● HOW TO COMPLETE THIS TASK
Print the data exactly as written, line for line, and leave its pictures behind.

--- --- ---

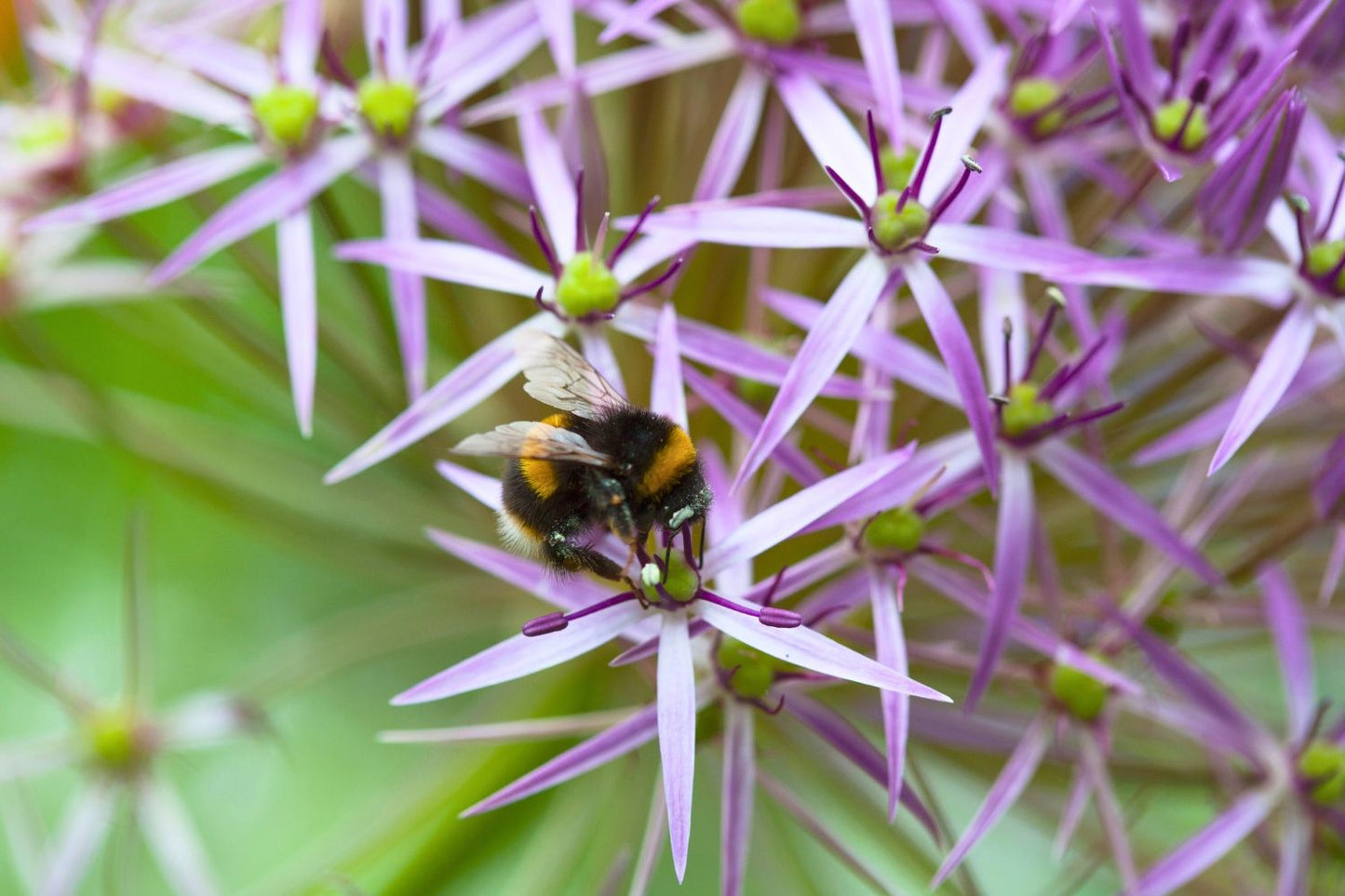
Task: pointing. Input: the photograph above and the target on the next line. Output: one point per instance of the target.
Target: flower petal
(787, 516)
(1013, 548)
(280, 194)
(892, 653)
(813, 650)
(667, 393)
(822, 352)
(397, 190)
(552, 180)
(522, 655)
(155, 187)
(1090, 480)
(1289, 628)
(677, 732)
(1274, 371)
(1209, 844)
(471, 382)
(1002, 794)
(593, 753)
(739, 786)
(955, 346)
(172, 839)
(827, 130)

--- --- ---

● WRITTEN ANSWER
Task: pointing. Input: the photograph above and the target on the next line. Output: one point per instance of the target.
Target: flower petal
(787, 516)
(1013, 548)
(280, 194)
(892, 653)
(813, 650)
(667, 393)
(822, 352)
(397, 190)
(552, 180)
(522, 655)
(155, 187)
(1090, 480)
(1289, 628)
(677, 732)
(1274, 371)
(1209, 844)
(471, 382)
(1002, 794)
(593, 753)
(739, 786)
(955, 346)
(172, 839)
(827, 130)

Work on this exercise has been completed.